▸ **What you need to do**:
If a line in the data below holds the word "coping", copy it.

BEGIN Data for processing

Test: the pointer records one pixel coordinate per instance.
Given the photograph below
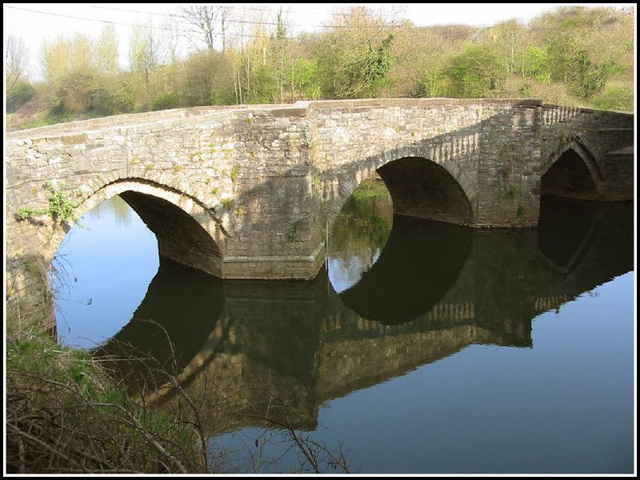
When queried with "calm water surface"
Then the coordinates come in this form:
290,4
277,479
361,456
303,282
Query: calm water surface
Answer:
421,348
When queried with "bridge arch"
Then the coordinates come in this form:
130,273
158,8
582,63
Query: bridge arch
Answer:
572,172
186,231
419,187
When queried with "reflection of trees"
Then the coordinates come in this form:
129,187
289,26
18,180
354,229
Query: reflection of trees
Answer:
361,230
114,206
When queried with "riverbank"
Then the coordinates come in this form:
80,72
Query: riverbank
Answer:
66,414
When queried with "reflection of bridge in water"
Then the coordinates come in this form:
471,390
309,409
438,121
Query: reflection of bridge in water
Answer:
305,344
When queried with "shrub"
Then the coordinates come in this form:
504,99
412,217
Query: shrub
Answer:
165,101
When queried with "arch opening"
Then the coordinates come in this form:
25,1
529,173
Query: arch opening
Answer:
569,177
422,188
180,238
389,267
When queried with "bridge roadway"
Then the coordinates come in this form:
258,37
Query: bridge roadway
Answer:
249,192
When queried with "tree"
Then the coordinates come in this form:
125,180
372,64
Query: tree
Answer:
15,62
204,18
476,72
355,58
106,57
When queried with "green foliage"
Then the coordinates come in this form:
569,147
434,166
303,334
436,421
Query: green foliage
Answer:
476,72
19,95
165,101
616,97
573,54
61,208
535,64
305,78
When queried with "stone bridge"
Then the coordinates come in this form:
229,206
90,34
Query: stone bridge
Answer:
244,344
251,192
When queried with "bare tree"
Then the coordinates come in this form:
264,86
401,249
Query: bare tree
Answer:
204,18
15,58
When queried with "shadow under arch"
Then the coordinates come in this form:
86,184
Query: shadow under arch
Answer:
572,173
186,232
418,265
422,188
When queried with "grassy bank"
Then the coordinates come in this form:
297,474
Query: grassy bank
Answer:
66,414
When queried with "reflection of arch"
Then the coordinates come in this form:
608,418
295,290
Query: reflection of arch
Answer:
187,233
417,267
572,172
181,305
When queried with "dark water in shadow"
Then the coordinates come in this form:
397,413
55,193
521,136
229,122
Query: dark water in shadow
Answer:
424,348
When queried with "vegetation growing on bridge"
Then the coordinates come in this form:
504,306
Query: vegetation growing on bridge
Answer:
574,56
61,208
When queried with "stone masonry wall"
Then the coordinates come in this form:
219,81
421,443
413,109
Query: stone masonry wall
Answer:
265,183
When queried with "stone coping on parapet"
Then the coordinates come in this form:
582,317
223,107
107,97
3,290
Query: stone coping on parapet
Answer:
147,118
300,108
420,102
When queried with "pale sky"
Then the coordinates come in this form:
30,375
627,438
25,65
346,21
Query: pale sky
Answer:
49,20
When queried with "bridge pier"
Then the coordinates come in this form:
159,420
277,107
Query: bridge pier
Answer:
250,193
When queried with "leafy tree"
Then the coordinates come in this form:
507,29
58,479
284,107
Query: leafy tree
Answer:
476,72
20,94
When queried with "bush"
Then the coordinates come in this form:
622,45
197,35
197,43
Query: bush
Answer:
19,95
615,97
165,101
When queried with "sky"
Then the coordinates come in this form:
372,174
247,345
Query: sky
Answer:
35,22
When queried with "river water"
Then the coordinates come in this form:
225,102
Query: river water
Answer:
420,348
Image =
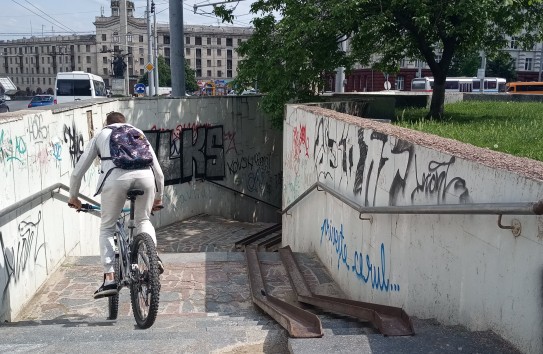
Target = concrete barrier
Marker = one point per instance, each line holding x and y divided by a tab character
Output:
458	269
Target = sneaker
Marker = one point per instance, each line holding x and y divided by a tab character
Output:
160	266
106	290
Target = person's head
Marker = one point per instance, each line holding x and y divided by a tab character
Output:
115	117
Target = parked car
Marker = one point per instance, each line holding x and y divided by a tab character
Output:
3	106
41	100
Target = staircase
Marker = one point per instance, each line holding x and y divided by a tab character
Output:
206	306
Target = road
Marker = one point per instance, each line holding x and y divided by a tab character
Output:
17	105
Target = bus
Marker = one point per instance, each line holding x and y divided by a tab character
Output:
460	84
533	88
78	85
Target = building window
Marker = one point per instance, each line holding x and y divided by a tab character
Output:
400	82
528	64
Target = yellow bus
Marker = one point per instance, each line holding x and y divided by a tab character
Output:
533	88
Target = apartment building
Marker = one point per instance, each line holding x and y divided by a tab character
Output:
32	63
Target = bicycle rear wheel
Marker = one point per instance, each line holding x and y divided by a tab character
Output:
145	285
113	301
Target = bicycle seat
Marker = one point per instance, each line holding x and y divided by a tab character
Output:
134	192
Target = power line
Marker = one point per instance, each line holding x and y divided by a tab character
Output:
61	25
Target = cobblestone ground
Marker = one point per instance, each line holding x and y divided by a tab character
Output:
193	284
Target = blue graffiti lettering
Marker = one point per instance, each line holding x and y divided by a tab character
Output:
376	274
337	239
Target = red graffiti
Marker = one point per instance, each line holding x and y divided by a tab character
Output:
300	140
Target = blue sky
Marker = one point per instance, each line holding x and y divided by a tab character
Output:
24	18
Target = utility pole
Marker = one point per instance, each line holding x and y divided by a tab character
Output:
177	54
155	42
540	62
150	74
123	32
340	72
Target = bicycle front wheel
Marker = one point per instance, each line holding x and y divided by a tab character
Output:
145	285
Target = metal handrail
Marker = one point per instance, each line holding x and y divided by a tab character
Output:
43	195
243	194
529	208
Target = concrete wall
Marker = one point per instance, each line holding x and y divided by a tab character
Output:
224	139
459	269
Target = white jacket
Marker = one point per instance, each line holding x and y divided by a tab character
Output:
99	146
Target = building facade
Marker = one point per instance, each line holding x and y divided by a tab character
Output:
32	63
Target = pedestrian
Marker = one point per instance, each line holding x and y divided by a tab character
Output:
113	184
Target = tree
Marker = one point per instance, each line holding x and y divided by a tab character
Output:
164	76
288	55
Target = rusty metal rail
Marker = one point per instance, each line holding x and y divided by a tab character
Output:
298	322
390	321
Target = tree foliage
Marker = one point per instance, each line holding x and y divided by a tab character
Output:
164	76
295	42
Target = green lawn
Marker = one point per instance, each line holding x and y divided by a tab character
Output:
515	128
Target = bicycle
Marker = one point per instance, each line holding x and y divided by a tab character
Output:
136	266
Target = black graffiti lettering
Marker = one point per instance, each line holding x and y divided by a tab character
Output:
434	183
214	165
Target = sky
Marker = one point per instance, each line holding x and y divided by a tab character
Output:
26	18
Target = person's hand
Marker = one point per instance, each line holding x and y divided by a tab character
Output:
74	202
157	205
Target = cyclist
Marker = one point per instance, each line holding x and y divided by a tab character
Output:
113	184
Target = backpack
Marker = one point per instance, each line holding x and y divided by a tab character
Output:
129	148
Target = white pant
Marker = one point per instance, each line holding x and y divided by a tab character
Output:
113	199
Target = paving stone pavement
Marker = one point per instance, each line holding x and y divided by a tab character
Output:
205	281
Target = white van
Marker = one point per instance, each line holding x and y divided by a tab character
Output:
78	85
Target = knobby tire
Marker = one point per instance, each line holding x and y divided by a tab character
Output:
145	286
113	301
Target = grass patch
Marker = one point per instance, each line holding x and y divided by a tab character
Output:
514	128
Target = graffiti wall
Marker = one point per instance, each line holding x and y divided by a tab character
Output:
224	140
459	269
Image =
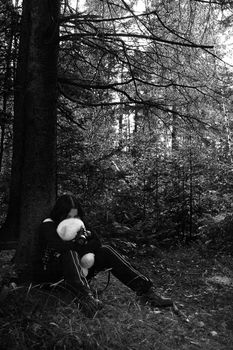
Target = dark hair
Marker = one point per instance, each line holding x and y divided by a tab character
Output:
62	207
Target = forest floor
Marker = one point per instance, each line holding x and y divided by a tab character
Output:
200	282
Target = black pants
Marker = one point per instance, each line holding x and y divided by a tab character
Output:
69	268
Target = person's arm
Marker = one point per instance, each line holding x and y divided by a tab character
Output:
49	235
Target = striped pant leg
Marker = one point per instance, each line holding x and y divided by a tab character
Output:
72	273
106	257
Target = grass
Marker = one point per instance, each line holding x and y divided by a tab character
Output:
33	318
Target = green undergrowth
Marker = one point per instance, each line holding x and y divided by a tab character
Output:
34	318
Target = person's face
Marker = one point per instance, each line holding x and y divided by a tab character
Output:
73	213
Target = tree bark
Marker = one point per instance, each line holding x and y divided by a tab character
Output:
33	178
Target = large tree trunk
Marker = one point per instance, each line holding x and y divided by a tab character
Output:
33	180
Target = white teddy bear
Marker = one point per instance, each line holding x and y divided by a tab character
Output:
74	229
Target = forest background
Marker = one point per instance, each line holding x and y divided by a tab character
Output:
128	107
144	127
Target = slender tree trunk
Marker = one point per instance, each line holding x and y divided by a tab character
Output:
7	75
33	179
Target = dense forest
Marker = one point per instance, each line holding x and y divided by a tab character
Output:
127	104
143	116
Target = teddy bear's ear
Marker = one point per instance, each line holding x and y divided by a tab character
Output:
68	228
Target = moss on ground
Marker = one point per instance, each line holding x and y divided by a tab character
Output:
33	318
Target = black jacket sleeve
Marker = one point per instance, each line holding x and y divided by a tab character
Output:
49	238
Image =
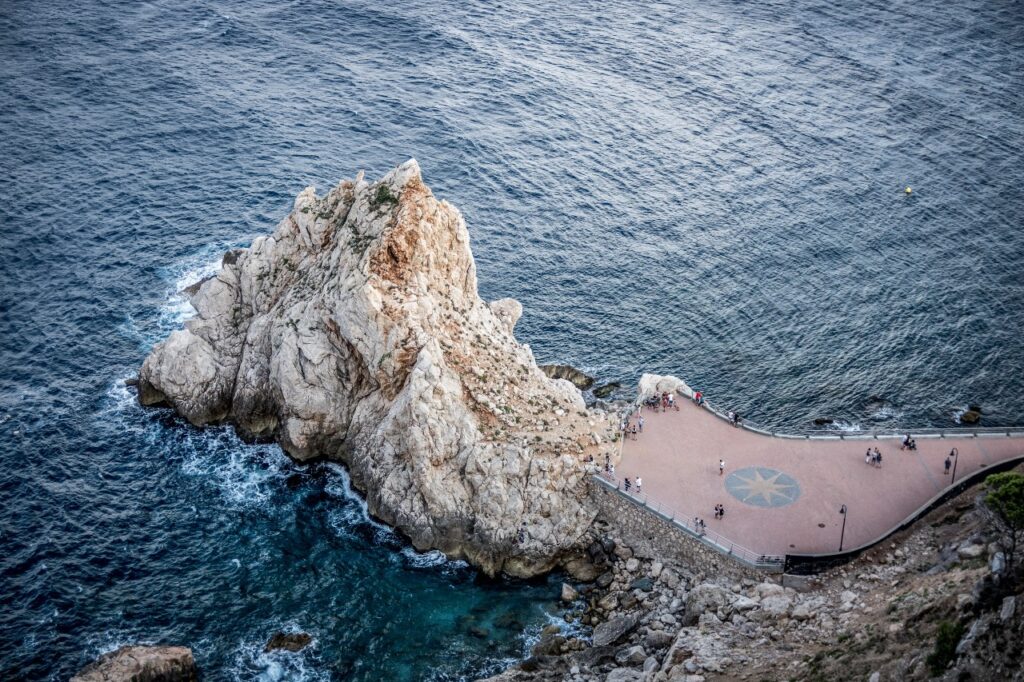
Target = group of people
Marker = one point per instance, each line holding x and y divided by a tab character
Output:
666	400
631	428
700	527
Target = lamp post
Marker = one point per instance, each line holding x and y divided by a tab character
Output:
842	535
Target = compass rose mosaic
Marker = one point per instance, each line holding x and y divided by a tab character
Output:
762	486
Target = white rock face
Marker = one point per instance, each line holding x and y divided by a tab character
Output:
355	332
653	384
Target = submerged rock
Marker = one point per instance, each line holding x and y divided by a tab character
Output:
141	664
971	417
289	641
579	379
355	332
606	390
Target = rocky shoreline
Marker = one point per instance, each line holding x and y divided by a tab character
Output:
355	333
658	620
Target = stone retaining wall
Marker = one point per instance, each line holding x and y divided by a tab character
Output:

END Data for processing

▸ **Answer section**:
When queried with "stone coping on parapet"
Query: stone coping on parapet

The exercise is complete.